SET PROBLEM →
Output exactly, please, the lines of the records below from the one containing "trace the outline of every instance of the vintage" through the final line.

####

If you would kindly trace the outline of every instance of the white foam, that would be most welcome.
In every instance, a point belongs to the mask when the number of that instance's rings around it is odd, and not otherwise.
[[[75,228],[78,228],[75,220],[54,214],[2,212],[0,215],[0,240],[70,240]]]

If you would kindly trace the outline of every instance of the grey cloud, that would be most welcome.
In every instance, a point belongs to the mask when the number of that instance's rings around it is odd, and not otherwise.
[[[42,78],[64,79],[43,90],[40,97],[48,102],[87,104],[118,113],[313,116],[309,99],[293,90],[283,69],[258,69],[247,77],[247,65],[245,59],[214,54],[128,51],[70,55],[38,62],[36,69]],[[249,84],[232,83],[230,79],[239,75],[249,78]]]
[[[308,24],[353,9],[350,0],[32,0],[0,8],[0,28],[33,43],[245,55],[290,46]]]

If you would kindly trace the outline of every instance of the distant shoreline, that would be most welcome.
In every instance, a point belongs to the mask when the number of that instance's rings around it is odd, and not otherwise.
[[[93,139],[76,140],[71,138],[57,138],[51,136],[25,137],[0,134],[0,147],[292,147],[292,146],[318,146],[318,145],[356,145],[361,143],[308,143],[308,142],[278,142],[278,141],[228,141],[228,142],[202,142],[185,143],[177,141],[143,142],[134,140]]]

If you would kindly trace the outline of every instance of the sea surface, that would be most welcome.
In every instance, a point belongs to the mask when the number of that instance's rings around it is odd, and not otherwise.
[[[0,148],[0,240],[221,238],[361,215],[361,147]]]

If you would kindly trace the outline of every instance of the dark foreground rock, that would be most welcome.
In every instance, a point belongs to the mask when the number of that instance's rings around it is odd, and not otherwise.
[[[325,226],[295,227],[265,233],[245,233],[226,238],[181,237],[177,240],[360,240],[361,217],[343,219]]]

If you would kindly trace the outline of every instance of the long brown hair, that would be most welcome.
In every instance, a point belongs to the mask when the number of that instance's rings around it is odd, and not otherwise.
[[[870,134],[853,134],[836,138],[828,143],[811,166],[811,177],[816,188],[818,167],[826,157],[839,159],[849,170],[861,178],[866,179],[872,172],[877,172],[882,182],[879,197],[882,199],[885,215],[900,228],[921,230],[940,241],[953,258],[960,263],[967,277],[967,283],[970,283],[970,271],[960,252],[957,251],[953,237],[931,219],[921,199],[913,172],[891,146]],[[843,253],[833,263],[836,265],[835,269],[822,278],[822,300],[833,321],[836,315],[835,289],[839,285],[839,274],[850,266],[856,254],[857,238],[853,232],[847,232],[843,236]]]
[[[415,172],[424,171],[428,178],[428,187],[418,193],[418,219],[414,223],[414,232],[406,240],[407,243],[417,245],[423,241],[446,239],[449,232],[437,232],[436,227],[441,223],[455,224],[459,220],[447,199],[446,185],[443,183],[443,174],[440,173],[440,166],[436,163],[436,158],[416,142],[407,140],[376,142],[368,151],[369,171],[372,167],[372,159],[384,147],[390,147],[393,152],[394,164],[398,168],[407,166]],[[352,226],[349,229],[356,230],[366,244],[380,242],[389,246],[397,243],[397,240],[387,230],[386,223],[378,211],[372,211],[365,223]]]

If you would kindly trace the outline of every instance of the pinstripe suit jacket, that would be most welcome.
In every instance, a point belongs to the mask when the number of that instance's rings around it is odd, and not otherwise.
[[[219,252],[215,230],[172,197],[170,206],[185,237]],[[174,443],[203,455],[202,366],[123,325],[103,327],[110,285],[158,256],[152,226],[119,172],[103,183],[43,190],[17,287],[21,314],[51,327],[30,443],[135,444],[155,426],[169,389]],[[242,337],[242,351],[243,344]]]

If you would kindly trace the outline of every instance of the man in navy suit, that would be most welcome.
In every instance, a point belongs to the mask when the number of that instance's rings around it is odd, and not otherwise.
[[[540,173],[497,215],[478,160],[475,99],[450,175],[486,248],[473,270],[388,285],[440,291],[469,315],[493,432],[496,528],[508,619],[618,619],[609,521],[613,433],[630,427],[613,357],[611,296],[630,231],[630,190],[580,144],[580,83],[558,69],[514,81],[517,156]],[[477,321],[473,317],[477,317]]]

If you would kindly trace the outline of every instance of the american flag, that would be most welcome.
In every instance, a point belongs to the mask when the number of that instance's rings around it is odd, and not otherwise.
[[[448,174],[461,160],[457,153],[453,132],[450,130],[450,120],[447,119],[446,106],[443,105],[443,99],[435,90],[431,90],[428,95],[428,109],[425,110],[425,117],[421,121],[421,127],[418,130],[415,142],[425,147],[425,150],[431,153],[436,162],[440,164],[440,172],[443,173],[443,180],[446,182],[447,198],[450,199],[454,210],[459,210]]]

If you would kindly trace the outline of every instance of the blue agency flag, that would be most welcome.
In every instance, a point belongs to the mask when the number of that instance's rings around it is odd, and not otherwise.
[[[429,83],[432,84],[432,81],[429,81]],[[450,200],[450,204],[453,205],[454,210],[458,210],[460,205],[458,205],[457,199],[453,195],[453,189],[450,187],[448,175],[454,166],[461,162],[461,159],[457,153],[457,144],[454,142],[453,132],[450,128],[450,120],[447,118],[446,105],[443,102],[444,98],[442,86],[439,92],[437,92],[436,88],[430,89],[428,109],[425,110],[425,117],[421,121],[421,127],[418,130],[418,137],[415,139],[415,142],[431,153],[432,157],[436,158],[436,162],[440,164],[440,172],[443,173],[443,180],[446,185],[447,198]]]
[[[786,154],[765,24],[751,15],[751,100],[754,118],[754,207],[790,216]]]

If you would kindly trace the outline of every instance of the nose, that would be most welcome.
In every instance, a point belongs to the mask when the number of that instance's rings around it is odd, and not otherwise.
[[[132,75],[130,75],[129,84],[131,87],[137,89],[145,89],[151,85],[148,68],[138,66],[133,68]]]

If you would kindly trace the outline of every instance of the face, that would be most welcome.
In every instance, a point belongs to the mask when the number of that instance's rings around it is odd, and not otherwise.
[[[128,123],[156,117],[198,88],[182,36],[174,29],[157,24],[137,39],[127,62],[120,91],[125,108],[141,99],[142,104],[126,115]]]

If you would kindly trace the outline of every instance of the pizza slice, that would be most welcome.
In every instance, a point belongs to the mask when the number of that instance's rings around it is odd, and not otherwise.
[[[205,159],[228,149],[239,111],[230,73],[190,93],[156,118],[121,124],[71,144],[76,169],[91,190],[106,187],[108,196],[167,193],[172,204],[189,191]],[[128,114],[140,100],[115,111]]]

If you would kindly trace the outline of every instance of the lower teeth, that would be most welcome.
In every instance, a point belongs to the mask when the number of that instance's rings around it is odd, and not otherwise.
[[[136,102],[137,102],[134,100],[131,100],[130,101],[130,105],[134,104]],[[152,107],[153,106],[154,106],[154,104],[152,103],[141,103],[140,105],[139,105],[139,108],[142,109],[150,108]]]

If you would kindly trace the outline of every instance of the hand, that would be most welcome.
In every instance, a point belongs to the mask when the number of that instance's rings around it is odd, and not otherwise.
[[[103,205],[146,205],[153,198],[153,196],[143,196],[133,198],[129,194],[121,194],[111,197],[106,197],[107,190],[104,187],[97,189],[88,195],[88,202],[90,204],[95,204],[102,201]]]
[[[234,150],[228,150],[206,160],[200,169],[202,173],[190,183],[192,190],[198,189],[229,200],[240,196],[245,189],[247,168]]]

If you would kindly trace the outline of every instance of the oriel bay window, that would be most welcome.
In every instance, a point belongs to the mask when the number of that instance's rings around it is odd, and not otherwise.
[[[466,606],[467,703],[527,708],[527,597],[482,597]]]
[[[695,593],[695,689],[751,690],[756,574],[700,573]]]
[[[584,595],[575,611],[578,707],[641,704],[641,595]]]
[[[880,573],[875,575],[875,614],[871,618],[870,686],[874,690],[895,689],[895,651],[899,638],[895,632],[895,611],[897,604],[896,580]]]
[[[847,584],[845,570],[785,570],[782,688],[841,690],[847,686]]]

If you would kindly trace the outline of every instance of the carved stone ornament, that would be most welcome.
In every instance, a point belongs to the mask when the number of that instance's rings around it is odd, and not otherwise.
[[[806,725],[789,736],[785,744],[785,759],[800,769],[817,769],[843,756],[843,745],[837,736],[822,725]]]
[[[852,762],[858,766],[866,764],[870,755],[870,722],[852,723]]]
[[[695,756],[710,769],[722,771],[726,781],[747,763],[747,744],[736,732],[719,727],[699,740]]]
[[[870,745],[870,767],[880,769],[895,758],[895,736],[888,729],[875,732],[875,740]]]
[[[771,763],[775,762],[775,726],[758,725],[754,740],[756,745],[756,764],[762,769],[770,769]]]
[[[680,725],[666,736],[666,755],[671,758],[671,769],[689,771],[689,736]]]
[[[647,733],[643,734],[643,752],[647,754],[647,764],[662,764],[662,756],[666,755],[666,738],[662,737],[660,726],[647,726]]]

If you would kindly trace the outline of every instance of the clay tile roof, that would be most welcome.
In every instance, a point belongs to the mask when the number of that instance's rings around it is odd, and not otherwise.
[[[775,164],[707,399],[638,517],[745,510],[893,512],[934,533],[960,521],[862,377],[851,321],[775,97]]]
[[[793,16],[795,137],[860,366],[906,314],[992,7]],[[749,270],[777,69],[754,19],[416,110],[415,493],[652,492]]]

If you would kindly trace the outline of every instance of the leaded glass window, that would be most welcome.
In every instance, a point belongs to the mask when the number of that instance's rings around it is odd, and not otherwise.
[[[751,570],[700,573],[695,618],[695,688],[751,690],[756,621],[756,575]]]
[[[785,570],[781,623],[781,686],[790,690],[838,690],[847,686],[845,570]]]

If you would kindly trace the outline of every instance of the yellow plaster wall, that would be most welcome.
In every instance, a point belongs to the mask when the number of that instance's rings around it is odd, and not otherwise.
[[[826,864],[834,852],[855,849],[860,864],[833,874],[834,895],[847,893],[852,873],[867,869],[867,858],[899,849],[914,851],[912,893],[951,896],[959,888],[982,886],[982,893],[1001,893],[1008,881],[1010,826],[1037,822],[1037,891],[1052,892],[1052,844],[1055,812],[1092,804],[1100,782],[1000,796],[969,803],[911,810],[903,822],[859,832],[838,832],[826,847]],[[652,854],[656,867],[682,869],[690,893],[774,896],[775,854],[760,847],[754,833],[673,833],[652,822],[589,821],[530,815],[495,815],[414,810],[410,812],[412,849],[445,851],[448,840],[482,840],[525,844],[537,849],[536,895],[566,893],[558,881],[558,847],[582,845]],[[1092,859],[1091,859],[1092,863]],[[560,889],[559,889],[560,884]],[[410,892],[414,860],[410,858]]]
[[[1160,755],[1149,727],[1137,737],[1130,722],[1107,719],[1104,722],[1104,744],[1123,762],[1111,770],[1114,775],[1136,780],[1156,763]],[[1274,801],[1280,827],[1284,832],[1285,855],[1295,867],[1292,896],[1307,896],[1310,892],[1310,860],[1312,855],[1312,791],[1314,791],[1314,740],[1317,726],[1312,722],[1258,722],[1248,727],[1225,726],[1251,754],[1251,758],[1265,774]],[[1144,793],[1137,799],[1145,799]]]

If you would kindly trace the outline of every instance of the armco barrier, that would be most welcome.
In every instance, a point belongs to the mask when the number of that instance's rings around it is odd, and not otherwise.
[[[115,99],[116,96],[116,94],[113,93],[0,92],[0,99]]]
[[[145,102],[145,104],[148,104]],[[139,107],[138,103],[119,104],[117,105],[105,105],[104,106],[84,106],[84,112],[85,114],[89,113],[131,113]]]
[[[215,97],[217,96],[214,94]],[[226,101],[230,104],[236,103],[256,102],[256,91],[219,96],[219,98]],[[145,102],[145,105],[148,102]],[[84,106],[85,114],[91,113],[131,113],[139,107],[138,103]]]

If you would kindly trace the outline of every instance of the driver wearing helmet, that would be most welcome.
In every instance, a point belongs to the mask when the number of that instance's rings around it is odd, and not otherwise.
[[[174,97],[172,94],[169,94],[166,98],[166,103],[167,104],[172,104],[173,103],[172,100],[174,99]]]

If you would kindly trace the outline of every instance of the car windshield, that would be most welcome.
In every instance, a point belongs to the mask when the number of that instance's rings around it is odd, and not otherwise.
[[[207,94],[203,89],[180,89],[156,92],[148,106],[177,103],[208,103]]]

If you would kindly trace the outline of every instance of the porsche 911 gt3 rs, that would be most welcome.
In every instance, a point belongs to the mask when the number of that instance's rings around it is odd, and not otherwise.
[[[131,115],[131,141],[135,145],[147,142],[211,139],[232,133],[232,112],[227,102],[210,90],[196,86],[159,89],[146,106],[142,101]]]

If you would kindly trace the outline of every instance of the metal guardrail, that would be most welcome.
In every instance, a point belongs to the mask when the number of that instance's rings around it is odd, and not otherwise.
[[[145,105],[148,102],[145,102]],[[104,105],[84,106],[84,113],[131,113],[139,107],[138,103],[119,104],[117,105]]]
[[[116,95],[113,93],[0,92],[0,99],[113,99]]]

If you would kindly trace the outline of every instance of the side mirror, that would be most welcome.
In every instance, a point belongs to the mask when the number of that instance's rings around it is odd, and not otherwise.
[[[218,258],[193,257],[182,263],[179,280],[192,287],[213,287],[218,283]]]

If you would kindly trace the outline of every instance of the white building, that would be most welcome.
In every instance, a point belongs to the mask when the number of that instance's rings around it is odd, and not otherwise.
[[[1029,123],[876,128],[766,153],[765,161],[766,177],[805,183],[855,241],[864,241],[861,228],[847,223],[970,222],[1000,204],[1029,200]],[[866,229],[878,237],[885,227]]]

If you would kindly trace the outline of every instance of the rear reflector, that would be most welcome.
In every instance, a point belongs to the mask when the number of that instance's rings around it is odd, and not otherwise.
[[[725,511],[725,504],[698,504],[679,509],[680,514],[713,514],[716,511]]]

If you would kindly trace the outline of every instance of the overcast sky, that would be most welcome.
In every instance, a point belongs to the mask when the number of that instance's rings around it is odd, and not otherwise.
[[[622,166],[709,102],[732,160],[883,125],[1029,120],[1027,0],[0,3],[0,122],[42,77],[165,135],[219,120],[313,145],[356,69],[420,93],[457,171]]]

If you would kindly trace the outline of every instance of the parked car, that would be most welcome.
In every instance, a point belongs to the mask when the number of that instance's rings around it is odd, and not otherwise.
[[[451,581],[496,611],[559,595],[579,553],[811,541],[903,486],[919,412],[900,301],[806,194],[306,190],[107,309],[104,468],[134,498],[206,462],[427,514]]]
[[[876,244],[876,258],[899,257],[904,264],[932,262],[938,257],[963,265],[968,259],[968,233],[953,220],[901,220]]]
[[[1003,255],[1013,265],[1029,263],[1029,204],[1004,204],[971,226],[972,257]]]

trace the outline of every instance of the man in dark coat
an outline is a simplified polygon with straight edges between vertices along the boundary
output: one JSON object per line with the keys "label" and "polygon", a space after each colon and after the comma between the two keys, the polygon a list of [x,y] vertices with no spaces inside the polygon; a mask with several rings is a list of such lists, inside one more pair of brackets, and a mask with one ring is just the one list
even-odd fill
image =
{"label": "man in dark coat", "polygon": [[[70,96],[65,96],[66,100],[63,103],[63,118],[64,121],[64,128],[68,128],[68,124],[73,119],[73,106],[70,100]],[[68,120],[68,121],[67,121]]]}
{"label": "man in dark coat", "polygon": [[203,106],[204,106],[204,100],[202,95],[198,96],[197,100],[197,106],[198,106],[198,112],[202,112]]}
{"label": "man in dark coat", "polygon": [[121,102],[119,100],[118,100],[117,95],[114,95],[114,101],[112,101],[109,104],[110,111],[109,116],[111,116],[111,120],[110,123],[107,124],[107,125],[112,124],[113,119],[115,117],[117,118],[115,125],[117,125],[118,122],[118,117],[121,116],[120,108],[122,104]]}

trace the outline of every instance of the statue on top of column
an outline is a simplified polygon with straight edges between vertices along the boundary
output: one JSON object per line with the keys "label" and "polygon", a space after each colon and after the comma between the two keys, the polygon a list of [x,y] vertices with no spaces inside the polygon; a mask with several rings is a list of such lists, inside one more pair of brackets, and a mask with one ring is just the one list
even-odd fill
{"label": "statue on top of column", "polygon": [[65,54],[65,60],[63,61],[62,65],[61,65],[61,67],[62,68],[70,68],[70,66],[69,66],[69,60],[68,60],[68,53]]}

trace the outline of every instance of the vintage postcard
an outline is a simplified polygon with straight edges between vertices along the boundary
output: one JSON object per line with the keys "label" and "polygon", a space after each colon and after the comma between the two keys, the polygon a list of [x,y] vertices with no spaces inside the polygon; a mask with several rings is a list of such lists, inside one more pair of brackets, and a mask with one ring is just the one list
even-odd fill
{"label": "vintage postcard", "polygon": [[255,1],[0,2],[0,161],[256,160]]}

####

OUTPUT OF THE EXERCISE →
trace the outline of every instance of the vintage postcard
an outline is a simplified polygon with straight edges between vertices along the boundary
output: one JSON object per line with the keys "label" and "polygon", a space after each colon and after the comma between the two keys, the polygon a list of [x,y] vertices with no spaces inside the polygon; a mask with several rings is a list of such lists, inside one more pair of brackets, and a mask with one ring is just the one list
even-odd fill
{"label": "vintage postcard", "polygon": [[255,1],[0,2],[0,161],[256,160]]}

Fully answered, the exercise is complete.